• _Required work_
On every line of the listing, check for "below"; copy the lines that have it.

• _Available data_

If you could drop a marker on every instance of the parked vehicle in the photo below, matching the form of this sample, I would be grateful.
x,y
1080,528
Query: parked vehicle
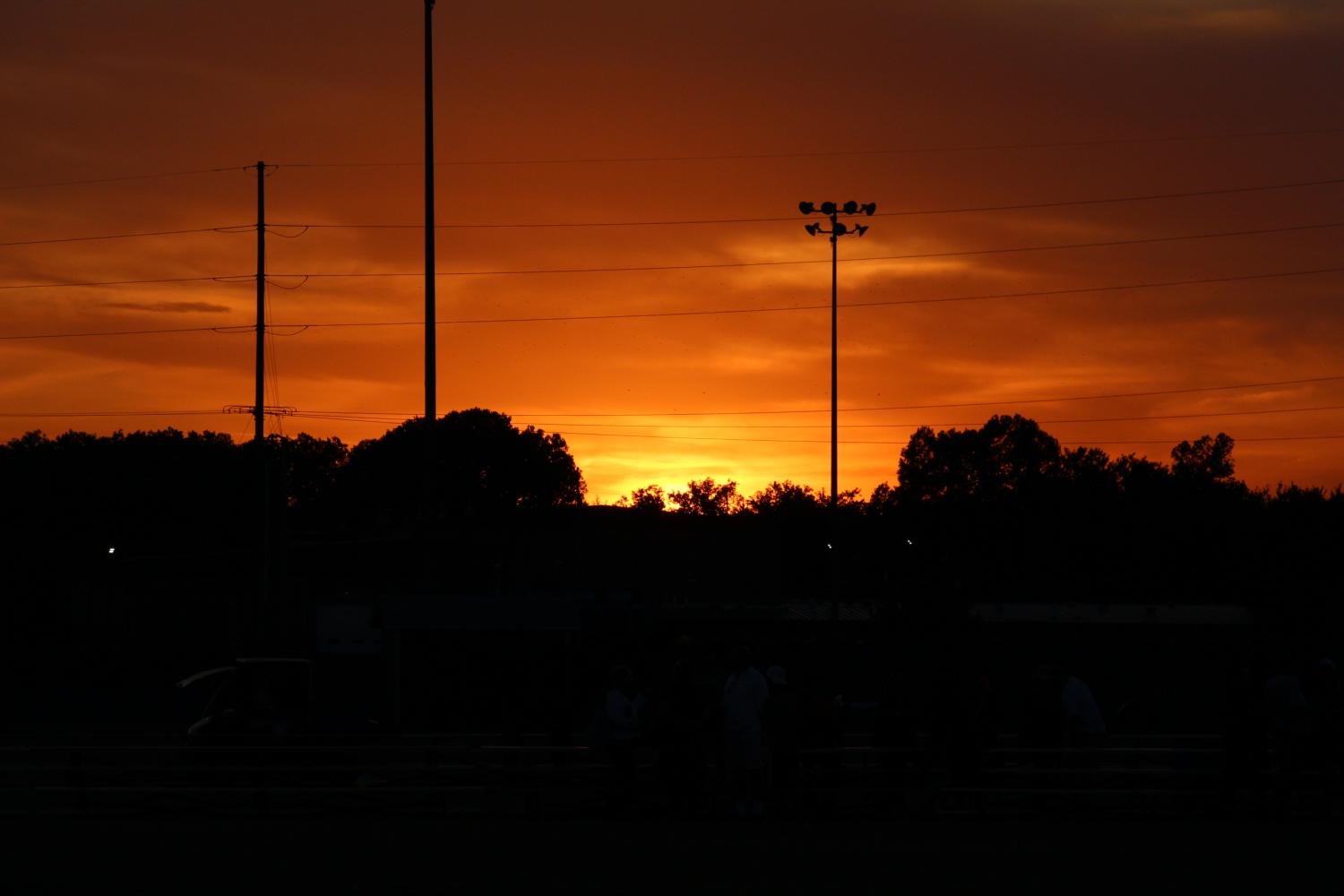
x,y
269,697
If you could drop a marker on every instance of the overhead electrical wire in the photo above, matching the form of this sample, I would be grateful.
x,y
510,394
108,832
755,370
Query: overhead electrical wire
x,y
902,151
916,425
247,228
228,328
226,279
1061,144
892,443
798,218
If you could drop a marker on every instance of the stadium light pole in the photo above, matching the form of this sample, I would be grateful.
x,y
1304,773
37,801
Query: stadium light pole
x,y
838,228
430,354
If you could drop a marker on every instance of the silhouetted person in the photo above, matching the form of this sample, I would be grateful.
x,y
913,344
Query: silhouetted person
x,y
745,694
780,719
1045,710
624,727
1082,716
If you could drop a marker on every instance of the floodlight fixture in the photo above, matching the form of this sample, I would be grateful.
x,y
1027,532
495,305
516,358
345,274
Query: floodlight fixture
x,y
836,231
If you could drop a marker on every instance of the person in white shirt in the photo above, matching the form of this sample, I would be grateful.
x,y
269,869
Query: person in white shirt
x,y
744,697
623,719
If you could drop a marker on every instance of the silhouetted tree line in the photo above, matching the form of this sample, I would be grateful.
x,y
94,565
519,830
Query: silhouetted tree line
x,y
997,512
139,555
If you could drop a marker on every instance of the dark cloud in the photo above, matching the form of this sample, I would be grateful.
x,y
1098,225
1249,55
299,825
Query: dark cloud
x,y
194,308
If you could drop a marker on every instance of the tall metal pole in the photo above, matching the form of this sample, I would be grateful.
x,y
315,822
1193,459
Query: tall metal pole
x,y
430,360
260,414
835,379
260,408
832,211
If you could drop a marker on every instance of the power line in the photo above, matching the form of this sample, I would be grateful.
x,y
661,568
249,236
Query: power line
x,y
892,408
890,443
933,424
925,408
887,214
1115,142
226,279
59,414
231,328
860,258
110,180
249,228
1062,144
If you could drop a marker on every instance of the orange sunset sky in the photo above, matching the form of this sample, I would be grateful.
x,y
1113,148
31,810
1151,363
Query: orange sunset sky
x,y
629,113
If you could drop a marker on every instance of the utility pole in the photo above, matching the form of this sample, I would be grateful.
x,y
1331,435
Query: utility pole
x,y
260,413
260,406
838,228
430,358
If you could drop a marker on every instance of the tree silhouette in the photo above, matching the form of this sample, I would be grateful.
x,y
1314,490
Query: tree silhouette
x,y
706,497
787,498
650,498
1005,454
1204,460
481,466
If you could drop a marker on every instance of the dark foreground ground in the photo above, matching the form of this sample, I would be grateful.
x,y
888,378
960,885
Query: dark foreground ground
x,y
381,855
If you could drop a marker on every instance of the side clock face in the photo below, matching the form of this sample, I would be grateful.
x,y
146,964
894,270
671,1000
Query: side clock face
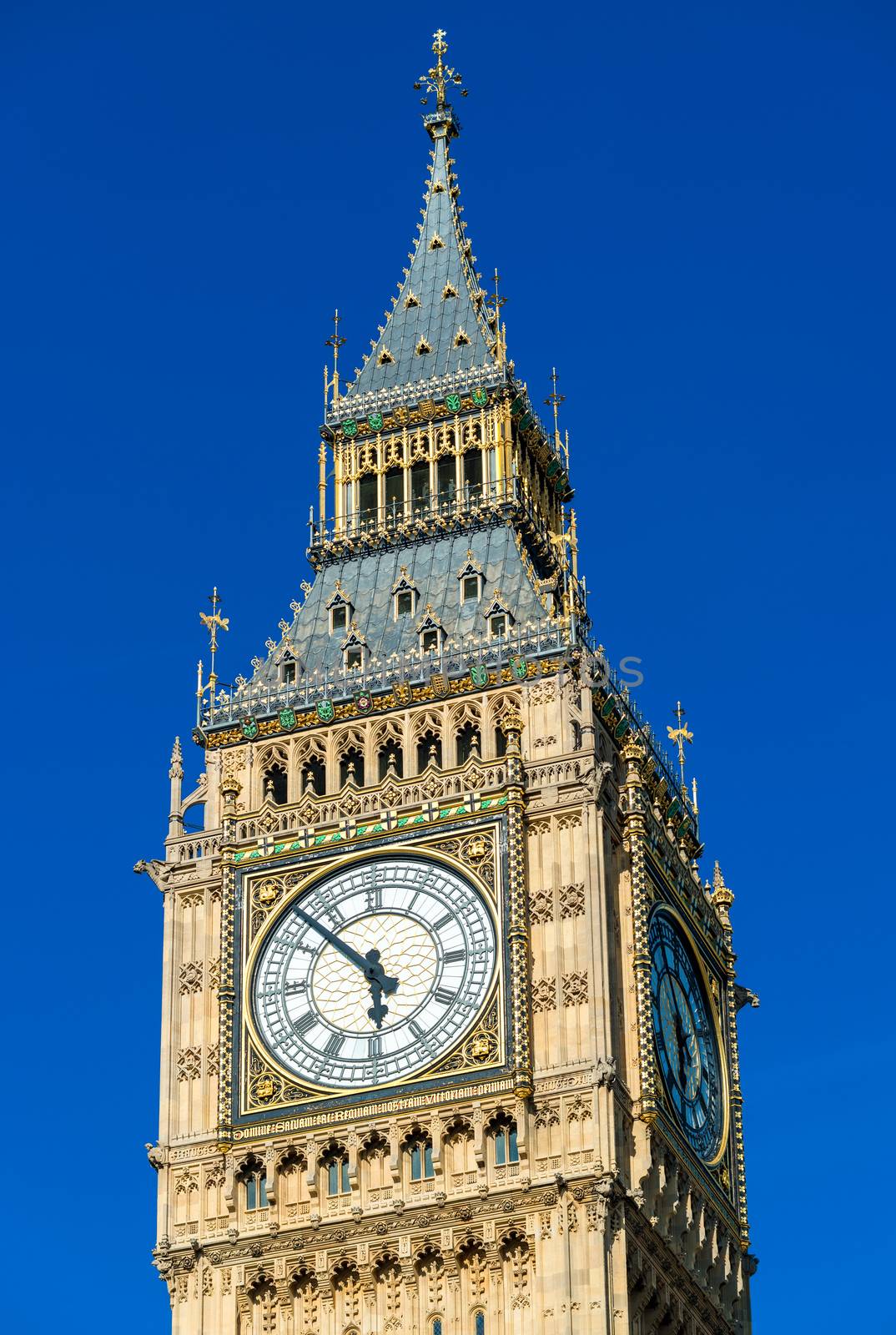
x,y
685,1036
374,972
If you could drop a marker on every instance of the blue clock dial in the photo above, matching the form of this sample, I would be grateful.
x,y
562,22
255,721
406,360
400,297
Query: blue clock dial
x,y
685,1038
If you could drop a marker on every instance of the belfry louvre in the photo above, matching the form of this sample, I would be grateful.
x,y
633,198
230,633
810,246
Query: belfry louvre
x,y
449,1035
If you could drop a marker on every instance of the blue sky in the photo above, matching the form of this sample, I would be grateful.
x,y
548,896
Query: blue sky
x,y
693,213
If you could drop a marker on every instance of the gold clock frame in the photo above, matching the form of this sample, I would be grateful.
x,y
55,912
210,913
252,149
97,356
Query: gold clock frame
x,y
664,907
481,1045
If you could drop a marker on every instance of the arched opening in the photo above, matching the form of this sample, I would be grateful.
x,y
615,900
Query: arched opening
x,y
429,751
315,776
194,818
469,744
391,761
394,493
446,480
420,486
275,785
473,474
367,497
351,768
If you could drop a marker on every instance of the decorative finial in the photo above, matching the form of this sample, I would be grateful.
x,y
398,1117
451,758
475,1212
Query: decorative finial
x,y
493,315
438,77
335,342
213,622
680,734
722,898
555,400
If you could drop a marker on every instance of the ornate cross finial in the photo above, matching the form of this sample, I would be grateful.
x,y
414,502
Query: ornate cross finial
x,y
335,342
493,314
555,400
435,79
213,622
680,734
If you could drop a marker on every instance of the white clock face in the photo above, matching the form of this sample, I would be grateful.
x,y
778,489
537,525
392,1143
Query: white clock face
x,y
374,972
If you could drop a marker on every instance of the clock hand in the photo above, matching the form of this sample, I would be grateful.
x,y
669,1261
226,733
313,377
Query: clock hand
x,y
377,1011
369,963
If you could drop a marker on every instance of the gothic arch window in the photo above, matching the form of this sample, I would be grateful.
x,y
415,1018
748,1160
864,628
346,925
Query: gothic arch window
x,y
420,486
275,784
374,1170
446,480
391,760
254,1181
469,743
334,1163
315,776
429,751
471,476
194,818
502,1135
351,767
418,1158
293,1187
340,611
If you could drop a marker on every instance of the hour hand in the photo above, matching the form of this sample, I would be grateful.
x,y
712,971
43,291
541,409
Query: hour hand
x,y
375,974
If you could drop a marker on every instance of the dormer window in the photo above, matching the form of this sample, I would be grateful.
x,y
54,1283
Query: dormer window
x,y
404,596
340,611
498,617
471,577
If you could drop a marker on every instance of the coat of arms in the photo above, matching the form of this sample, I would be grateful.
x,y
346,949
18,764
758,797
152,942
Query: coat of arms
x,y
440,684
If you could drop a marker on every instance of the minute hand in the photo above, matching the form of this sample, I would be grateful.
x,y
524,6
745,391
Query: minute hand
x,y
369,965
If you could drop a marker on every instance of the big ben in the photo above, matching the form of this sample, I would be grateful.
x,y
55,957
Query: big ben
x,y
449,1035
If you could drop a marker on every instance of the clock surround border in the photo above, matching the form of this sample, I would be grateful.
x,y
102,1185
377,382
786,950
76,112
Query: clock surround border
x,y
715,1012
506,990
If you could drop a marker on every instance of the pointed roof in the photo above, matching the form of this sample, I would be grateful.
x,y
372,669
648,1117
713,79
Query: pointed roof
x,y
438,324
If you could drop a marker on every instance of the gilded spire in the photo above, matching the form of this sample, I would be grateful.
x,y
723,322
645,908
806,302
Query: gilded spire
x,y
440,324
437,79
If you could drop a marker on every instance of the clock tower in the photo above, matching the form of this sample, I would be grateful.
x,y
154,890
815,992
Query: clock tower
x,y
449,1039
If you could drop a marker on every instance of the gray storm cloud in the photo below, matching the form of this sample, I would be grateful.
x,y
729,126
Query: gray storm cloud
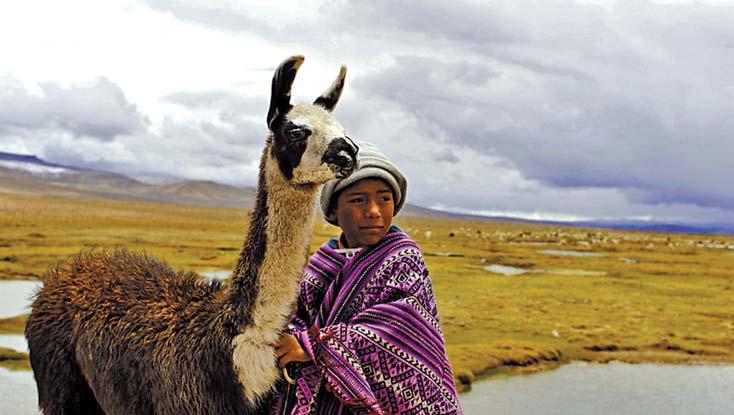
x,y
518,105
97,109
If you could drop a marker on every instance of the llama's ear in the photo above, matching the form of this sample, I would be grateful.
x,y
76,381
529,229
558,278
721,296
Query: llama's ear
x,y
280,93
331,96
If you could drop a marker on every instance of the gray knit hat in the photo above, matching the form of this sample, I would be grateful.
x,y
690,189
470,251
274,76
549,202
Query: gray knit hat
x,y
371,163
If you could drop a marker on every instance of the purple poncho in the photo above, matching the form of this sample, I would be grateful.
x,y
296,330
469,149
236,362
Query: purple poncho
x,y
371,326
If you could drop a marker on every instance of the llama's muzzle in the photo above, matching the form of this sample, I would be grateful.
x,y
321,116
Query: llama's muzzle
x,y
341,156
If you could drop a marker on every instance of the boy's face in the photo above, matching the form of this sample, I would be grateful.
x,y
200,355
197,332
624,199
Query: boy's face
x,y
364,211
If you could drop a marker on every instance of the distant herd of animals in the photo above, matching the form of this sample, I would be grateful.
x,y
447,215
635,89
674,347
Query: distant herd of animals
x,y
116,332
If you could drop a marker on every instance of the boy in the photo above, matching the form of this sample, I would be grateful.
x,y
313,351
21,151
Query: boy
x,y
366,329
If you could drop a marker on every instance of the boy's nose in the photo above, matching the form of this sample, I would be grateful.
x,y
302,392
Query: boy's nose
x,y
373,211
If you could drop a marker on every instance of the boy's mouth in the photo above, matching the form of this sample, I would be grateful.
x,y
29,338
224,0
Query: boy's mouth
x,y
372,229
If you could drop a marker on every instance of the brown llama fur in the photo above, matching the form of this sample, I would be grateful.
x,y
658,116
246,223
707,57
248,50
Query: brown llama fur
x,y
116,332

• _Task answer_
If you could drop a marker on every instance of the parked vehicle in the photo below, matching the form of this sample, I would be grateful.
If you could drop a marker on every instance of the side clock face in the photo below, matching the form of this sample, I would be grateful.
If you could drop a marker on every instance of the gray storm cloud in the photo below, matching the form of this sample, I would be grateful.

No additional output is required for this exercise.